§ **PAGE EXTRACT**
2004 present Full Professor and Deputy Director of the Center for Biochemical Engineering and Biotechnology Department of Chemical and Biotechnology Engineering, Faculty of Physical and Mathematical Sciences, University of Chile.

1995 - 2004 Associate Professor Department of Chemical and Biotechnology Engineering and Faculty Physical and Mathematical Sciences, University of Chile.

 

1987 – 1994 Senior Research Fellow in Biotechnology, Biochemical Engineering Laboratory, University of Reading, England.

 

Subjects: 1. Design and use of enzyme systems for the controlled lysis of and selective product release from microbial cells. 2. Factors affecting separation and partitioning of proteins in aqueous two-phase systems. 3. Separation of proteins in reversed micelle systems.

 

1982 – 1986 Research Associate, Biochemical Engineering Laboratory, Department of Chemical Engineering and Applied Chemistry, Columbia University, New York, USA. Subject: Production, design and use of microbial lytic enzyme systems. Continuous culture studies of multienzyme system synthesis and regulation. Use of enzyme systems in the lysis of yeast and bacteria.

1985 – Ph. D. Biochemical Engineering , University of London , 1985. Topic: Regulation of Microbial Enzyme Synthesis Title: The Synthesis and Regulation fo Lytic Enzyme Systems by Cytophaga sp. and Oerskovia sp.

1979 – 1980 Research Assistant, Department of Biochemistry, School of Medicine, Universidad of Chile

1977 – BSc. Biochemistry, Queen Elizabeth College, University of London.

52 publications in international journals, ISI, with peer review (in English)

§ **Saved entries**
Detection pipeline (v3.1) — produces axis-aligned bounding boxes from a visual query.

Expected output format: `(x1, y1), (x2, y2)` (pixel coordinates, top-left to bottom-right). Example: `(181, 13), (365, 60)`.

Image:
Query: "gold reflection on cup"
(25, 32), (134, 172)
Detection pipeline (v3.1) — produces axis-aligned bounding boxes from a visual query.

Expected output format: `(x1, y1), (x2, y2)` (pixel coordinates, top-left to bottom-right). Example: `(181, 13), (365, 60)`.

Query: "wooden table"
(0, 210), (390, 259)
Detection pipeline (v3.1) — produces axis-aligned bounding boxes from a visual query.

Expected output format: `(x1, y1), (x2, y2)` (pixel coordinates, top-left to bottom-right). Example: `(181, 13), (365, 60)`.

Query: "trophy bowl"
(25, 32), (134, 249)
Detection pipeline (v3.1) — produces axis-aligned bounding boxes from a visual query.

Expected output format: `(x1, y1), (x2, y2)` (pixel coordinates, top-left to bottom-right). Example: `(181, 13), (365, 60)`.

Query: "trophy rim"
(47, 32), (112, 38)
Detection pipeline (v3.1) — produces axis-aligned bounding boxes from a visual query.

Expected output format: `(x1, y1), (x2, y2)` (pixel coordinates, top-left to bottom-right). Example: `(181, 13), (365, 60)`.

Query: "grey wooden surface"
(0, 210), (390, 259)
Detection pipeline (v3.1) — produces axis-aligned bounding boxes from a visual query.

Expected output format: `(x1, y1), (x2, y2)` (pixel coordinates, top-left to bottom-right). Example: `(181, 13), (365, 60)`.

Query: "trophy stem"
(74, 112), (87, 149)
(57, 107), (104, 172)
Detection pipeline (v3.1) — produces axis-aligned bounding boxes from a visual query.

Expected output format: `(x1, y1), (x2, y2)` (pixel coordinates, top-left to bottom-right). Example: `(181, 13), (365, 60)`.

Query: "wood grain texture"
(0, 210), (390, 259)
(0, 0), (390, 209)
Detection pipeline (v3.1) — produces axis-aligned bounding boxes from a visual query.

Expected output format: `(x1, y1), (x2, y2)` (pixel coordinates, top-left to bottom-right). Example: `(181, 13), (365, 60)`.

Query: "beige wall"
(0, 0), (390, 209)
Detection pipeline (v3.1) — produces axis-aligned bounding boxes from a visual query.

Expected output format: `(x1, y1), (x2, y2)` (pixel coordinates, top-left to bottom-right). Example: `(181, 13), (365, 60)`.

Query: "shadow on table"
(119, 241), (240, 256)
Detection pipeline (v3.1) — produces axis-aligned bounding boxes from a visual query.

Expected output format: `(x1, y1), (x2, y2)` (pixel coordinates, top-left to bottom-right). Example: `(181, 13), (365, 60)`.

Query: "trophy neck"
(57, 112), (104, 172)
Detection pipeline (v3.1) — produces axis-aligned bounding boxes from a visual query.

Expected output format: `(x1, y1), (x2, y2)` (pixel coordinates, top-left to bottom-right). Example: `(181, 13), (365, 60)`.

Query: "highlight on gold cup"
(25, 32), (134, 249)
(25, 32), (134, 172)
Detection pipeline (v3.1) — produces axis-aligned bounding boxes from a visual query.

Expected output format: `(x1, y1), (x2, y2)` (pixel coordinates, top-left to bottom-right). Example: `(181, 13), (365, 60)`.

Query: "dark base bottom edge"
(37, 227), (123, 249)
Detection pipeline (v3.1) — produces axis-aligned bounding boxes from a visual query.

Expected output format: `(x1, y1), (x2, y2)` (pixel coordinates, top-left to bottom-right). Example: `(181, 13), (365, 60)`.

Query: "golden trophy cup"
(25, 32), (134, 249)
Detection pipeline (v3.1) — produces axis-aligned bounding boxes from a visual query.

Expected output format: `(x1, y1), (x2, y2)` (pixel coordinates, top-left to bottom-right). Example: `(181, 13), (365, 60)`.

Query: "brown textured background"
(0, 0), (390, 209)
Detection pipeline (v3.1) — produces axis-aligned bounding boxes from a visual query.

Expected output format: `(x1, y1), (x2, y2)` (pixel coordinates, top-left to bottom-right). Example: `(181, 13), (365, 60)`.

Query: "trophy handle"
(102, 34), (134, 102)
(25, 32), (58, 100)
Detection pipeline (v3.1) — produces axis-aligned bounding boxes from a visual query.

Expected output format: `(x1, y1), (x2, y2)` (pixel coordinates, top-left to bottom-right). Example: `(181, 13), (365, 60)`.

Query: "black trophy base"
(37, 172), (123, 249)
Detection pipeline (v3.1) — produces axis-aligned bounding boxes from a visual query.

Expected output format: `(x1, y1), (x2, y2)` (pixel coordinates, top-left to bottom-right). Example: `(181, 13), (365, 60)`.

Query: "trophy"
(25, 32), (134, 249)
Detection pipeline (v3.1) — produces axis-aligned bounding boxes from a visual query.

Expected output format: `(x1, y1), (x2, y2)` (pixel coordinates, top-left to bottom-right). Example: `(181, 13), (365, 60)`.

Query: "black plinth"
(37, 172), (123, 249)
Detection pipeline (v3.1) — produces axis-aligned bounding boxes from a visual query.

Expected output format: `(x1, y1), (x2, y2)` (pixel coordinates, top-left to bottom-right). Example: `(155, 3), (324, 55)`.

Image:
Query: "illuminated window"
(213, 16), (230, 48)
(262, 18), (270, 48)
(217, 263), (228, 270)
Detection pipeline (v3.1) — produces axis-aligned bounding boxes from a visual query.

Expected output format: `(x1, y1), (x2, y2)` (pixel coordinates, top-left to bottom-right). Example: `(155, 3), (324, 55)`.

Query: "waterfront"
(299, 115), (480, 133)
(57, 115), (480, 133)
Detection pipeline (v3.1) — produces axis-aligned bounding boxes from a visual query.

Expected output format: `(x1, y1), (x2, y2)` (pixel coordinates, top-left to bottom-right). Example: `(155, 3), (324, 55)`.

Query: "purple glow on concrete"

§ **ACTIVITY**
Extend the career summary, picking up after its final line. The entries have nothing to do with the career summary.

§ **RESPONSE BOX**
Research Interests

Biotechnology and Metabolic Engineering

The group of Professor Dr. B. Andrews uses metabolic engineering and metabolic flux analysis to optimize the synthesis of recombinant proteins in yeast cells using as a model system the synthesis of high levels of intracellular recombinant protein (human superoxide dismutase, SOD) in S.cerevisiae rhSOD 2060 411 SGA122 cultures, and its comparison with the wild type strain (without the expression system, not producing the recombinant protein). These studies allow the analysis and optimization of all the metabolic fluxes involved in a cell during the synthesis of a recombinant protein, a stoichiometric model was built, which includes 78 reactions, according to metabolic pathways operative in these strains. The results suggest conditions that favor the synthesis and can improve specific production of SOD. The comparison of cells with and without plasmid using DNA Microarray technology is currently underway. We are planning to expand this analysis to animal cell cultures.

Another important area of research is concerned with the study of protein separation in Aqueous Two-Phase Systems, this has included studies of phase separation and more recently how the physico chemical properties, mainly hydrophobicity and charge, of proteins can be used to predict their partitioning.